> **Requirements**:
Please copy the rows from the line with "target: chive bunch" through the end of the rows, changing "separate parts" to "disconnected parts" and leaving everything else unchanged.

> **Data shown**:
'''

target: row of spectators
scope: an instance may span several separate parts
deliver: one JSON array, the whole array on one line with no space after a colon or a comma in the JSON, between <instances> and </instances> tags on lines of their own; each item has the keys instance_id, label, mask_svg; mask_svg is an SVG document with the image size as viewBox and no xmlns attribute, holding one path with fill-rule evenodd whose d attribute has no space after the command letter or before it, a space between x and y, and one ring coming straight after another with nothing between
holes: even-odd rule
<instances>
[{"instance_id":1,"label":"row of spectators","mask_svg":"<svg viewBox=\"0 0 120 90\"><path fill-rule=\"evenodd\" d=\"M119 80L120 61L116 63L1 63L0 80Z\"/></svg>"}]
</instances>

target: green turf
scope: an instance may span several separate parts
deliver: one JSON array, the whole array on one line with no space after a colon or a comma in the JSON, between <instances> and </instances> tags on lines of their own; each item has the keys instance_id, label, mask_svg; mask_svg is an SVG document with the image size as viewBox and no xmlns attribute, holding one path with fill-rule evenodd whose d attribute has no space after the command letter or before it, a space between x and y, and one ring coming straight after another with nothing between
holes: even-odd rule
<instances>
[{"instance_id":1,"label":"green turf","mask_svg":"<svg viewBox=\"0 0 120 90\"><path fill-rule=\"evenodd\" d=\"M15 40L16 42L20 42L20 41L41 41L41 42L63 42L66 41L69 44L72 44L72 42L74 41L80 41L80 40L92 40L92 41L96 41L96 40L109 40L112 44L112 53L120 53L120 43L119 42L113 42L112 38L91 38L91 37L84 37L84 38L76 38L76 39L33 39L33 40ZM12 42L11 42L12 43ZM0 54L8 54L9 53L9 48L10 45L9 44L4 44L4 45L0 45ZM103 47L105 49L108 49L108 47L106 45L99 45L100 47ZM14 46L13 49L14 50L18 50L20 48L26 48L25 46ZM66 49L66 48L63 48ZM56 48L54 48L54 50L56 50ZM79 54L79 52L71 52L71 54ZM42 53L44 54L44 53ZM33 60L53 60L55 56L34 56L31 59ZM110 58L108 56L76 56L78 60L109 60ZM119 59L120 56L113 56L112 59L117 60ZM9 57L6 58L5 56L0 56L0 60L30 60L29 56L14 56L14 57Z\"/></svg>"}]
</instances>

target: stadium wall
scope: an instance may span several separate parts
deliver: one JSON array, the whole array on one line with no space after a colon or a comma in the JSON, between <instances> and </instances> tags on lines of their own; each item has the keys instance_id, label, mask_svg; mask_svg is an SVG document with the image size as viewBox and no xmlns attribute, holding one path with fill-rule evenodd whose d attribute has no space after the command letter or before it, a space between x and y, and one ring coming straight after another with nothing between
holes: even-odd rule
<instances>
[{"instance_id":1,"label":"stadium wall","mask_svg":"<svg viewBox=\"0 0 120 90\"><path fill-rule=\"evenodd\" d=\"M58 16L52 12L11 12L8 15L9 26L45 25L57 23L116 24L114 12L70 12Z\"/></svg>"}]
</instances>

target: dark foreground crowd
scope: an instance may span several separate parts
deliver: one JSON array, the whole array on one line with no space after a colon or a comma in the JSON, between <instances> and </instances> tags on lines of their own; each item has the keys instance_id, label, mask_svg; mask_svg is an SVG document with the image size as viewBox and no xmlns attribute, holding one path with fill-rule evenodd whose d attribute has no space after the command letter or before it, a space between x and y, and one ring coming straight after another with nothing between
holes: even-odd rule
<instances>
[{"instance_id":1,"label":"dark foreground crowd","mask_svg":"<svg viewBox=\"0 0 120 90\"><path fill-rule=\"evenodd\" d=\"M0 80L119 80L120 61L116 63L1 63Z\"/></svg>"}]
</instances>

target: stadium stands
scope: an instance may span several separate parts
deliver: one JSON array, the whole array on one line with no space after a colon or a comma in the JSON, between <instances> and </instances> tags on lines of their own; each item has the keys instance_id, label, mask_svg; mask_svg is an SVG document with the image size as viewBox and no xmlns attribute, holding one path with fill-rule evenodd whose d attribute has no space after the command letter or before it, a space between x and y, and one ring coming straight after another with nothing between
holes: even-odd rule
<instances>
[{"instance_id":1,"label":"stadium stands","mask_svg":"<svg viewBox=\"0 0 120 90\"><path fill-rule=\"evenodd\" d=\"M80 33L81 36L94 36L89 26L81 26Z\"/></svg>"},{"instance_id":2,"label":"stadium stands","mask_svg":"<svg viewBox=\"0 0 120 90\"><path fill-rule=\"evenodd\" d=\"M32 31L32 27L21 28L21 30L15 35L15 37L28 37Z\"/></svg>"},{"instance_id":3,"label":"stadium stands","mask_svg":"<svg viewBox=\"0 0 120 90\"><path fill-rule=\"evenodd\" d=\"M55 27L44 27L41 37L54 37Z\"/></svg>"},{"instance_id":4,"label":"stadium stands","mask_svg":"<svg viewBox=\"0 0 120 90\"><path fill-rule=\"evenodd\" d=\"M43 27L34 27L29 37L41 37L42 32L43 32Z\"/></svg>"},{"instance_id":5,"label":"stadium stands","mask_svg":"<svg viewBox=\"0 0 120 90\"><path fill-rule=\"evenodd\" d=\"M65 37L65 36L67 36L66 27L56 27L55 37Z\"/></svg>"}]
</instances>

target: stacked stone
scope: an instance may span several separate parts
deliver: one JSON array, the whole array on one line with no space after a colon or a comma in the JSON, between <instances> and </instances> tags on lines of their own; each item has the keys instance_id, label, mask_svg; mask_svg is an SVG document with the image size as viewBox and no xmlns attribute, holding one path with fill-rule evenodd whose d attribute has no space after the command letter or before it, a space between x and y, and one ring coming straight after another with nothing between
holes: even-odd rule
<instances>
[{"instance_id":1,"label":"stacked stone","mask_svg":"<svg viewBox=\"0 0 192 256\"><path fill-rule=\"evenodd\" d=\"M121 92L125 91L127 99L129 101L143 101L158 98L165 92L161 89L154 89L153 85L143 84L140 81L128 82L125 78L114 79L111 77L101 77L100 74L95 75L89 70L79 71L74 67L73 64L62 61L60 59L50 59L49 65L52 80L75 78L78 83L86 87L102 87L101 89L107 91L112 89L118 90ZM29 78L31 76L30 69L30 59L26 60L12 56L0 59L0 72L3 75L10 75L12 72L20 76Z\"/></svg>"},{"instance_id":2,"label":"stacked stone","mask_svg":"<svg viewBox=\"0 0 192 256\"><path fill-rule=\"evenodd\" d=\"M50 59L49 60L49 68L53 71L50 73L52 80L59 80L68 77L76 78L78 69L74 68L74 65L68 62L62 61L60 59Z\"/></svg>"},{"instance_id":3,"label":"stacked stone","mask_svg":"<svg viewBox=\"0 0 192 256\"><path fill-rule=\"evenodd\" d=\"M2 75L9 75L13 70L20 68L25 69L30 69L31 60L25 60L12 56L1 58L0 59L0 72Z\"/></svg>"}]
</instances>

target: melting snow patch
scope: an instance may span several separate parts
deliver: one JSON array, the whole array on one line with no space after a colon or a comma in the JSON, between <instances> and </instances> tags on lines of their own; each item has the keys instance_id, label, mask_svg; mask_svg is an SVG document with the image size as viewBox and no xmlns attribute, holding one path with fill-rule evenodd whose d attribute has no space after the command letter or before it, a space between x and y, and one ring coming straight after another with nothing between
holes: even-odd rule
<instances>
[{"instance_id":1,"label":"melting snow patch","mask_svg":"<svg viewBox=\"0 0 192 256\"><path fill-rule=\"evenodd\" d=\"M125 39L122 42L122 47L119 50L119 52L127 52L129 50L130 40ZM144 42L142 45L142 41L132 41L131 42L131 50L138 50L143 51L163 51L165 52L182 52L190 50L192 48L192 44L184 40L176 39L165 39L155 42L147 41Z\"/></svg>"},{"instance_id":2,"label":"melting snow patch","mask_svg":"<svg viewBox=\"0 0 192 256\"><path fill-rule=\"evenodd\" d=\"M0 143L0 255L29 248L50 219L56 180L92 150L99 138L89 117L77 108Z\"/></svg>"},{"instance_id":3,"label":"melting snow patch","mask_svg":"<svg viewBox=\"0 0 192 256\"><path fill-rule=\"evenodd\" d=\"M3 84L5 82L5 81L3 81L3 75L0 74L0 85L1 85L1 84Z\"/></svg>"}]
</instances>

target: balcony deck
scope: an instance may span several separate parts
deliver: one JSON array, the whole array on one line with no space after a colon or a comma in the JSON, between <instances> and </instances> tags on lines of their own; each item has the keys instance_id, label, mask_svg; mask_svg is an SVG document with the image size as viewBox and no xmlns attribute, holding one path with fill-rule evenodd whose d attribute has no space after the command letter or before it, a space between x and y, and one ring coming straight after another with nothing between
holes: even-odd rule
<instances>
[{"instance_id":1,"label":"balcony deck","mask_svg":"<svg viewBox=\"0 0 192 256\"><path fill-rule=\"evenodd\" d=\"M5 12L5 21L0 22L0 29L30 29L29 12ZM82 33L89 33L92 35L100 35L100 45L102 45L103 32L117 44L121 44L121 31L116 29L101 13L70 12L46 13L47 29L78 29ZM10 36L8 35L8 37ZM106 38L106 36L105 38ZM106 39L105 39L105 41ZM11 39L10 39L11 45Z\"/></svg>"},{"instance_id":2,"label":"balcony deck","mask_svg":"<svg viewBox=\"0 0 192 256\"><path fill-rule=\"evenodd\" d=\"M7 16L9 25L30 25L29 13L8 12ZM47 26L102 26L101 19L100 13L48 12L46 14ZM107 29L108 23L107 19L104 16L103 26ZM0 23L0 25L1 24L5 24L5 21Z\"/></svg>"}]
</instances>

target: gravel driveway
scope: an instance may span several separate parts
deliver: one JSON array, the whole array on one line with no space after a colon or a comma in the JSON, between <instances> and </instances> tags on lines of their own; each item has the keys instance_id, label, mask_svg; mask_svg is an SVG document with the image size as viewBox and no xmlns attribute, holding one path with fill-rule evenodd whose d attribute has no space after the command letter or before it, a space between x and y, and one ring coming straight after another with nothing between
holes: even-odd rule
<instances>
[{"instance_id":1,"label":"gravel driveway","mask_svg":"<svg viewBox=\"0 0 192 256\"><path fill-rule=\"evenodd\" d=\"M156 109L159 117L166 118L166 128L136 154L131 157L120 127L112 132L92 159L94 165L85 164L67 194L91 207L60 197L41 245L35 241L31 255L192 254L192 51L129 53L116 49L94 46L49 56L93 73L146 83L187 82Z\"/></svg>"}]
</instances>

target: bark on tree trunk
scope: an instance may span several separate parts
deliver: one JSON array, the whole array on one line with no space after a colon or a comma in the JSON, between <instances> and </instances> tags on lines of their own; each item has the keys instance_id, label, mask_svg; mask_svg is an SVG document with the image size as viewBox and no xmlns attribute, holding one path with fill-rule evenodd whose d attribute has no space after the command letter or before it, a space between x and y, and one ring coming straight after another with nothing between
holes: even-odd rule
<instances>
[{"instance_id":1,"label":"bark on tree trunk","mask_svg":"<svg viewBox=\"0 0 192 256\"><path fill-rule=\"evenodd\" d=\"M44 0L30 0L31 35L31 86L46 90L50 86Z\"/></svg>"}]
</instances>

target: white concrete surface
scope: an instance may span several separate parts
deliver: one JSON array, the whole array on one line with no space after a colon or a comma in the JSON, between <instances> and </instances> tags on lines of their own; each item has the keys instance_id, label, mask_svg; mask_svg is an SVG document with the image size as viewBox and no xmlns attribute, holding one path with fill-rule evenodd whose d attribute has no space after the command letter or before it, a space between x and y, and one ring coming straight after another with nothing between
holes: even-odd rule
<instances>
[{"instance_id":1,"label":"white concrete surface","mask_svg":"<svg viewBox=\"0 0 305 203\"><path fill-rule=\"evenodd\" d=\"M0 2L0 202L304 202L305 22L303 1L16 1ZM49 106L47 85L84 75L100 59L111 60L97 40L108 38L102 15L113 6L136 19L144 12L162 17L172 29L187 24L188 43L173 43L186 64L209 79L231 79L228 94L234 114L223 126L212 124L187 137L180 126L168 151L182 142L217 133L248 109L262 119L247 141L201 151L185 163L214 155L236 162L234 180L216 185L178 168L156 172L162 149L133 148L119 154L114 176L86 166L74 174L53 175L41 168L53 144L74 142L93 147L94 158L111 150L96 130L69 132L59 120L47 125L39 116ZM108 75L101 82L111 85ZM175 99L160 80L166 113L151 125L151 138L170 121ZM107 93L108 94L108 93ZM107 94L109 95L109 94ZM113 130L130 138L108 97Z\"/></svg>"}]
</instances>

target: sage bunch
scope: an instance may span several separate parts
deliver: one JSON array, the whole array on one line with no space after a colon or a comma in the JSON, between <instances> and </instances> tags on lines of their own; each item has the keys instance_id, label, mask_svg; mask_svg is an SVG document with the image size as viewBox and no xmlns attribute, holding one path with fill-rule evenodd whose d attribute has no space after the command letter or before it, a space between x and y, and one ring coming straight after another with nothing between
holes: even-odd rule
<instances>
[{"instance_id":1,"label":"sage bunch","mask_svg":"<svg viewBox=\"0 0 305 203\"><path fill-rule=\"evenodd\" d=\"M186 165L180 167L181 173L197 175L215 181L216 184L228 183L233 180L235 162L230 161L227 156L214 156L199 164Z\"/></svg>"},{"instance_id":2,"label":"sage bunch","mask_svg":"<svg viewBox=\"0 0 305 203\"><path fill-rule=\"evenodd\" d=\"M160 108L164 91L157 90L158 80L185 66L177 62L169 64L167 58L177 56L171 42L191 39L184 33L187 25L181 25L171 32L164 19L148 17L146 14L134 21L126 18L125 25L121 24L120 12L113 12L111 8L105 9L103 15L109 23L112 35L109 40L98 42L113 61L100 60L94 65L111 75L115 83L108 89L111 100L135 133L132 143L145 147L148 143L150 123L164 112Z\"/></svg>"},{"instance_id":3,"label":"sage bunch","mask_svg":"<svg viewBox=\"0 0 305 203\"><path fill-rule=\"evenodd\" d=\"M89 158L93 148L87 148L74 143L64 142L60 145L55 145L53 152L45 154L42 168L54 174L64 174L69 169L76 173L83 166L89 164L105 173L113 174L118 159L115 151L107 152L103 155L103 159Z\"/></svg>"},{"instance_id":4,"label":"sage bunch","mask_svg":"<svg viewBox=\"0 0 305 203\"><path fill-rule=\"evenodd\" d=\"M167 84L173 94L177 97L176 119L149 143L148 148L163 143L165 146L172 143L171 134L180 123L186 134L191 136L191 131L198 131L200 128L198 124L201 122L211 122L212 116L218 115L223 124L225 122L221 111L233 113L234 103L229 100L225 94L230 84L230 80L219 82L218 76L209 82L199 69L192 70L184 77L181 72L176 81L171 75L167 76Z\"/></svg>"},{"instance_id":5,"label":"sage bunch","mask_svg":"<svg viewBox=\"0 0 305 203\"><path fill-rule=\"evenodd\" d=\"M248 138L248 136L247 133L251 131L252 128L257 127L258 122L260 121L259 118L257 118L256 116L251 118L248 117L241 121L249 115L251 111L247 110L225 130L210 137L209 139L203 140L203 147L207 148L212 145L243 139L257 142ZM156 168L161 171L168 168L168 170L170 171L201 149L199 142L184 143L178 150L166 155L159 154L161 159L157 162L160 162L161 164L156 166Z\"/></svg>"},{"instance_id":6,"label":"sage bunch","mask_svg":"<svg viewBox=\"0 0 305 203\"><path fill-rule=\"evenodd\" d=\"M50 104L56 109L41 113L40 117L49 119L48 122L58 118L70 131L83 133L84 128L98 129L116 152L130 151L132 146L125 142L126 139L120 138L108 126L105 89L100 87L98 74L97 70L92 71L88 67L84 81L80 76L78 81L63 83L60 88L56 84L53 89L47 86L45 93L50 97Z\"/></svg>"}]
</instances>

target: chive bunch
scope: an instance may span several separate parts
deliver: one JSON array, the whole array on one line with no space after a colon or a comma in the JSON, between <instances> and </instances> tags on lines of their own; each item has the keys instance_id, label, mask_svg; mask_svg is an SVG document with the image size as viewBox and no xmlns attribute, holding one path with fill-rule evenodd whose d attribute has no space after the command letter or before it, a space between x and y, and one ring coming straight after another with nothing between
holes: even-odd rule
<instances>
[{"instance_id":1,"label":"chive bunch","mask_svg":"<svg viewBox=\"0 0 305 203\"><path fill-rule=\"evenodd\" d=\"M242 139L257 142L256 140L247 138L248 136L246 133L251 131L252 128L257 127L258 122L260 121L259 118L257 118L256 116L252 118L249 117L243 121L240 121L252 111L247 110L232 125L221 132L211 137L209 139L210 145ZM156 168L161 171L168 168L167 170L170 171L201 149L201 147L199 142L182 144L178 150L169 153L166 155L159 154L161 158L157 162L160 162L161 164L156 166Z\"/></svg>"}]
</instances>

'''

> **Answer for this exercise**:
target: chive bunch
scope: an instance may span several disconnected parts
deliver: one JSON array, the whole array on one line with no space after a colon or a comma in the JSON, between <instances> and </instances> tags on lines of their own; each item has the keys instance_id, label, mask_svg; mask_svg is an SVG document with the image size as viewBox and no xmlns attribute, holding one path with fill-rule evenodd whose d attribute has no space after the command letter or before it, a space between x and y, and one ring coming straight after another with nothing between
holes: even-odd rule
<instances>
[{"instance_id":1,"label":"chive bunch","mask_svg":"<svg viewBox=\"0 0 305 203\"><path fill-rule=\"evenodd\" d=\"M242 139L257 142L256 140L247 138L248 136L246 133L251 131L252 128L257 127L258 122L260 121L259 118L257 118L256 116L252 118L249 117L243 121L240 121L252 111L247 110L232 125L221 132L211 137L209 139L210 145ZM156 168L161 171L168 168L167 170L170 171L201 149L201 147L199 142L182 144L178 150L169 153L166 155L159 154L161 158L157 162L160 162L161 164L156 166Z\"/></svg>"}]
</instances>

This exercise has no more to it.